## 提供テキスト
相続登記の義務化が開始されました

令和6年4月1日から相続登記の義務化が開始されました。

相続登記をしないと罰則?そんな相続登記の義務化について解説します。

目次

相続登記の義務化とは
どのような制度なのか

不動産の相続登記は、これまで登記をするかしないかはあくまでも相続人の任意でしたが、近年、土地の所有者が不明で災害復興やインフラの整備が困難になる、所有者不明の空き家が増加しているなど、相続登記がされないことによって生じる問題が深刻化してきました。

そこで、不動産登記法という法律が改正され、令和6年4月1日から、相続登記の義務化が開始されました。

これにより、今までの「相続登記は放っていてもよい」から、「相続により不動産を取得した相続人」は、「3年以内」に「相続登記を行うことが義務」になりました。

さらに、相続登記を3年以内に行わなかった相続人に対しては、罰則も設けられました。

相続登記の義務化は、
いつの相続から適用されるのか

令和6年4月1日から開始された相続登記の義務化ですが、令和6年4月1日より前に開始した相続にも適用されますので注意が必要です。

令和6年4月1日より前に開始した相続により不動産を取得した相続人は、令和9年3月31日までに相続登記を申請することが義務付けられています。

相続登記の義務は誰に課されるのか

それでは、相続登記の義務は誰が負うのでしょうか?

相続登記の義務は、「不動産を取得した相続人」に課されます。

よって、法定相続分により、不動産を取得した場合には相続人全員に課されることになります。

遺産分割協議により、不動産を特定の相続人が取得するとした場合は、その相続人に義務が課されることになります。

なお、相続により不動産を取得しなかった相続人には相続登記の義務は課されません。

相続登記の義務化の罰則の内容

相続登記の義務化には、罰則が設けられました。

その内容は、「不動産を取得した」相続人が、不動産を取得したことを知った日から「3年以内」の相続登記を怠った場合には、10万円以下の「過料」が科されるというものです。

なお、「過料」とは、行政処分であり、刑罰である「罰金」とは異なります。

## 提供情報
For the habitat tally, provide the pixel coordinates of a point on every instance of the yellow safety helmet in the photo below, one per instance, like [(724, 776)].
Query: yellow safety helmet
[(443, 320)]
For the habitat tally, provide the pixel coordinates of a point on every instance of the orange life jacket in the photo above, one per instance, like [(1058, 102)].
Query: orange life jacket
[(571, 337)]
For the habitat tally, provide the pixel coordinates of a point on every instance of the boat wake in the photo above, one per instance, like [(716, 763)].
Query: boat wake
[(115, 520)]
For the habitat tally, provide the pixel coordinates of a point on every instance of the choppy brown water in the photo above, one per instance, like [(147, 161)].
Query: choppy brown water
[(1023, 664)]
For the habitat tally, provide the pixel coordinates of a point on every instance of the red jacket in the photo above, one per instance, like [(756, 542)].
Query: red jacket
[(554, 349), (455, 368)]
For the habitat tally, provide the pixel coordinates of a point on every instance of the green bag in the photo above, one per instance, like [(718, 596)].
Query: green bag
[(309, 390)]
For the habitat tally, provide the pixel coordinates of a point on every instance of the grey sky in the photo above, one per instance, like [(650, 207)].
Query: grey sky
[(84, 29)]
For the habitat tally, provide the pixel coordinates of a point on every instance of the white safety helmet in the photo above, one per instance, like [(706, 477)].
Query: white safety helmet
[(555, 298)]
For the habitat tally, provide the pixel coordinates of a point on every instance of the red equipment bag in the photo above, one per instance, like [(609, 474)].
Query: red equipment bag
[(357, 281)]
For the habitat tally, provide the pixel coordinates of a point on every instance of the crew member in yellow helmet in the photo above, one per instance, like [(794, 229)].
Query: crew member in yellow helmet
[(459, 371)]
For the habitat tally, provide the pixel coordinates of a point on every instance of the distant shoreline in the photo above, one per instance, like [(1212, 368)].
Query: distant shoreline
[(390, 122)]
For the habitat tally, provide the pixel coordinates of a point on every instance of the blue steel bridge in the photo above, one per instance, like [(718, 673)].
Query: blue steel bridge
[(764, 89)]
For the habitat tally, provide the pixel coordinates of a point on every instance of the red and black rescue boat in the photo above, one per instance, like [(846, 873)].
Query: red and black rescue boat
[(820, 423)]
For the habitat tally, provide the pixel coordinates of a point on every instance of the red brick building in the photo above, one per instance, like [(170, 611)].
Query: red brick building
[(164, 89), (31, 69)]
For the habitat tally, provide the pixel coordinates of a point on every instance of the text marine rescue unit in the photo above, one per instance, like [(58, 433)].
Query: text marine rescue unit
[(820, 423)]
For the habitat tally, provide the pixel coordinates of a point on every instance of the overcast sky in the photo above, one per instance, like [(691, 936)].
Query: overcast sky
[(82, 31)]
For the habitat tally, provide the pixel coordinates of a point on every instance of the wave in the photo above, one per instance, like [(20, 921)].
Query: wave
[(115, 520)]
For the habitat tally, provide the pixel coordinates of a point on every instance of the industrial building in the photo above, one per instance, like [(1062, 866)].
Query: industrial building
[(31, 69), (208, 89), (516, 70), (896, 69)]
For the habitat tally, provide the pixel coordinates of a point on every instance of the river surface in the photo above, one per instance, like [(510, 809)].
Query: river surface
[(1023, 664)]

## 課題
相続登記の義務化に関する提供テキストのうち、「令和6年4月1日から相続登記の義務化が開始されました。」から「うことが義務」になりました。」までの部分を、一字一句変えずにそのまま書き写してください。

## 作業結果
令和6年4月1日から相続登記の義務化が開始されました。

相続登記をしないと罰則?そんな相続登記の義務化について解説します。

目次

相続登記の義務化とは
どのような制度なのか

不動産の相続登記は、これまで登記をするかしないかはあくまでも相続人の任意でしたが、近年、土地の所有者が不明で災害復興やインフラの整備が困難になる、所有者不明の空き家が増加しているなど、相続登記がされないことによって生じる問題が深刻化してきました。

そこで、不動産登記法という法律が改正され、令和6年4月1日から、相続登記の義務化が開始されました。

これにより、今までの「相続登記は放っていてもよい」から、「相続により不動産を取得した相続人」は、「3年以内」に「相続登記を行うことが義務」になりました。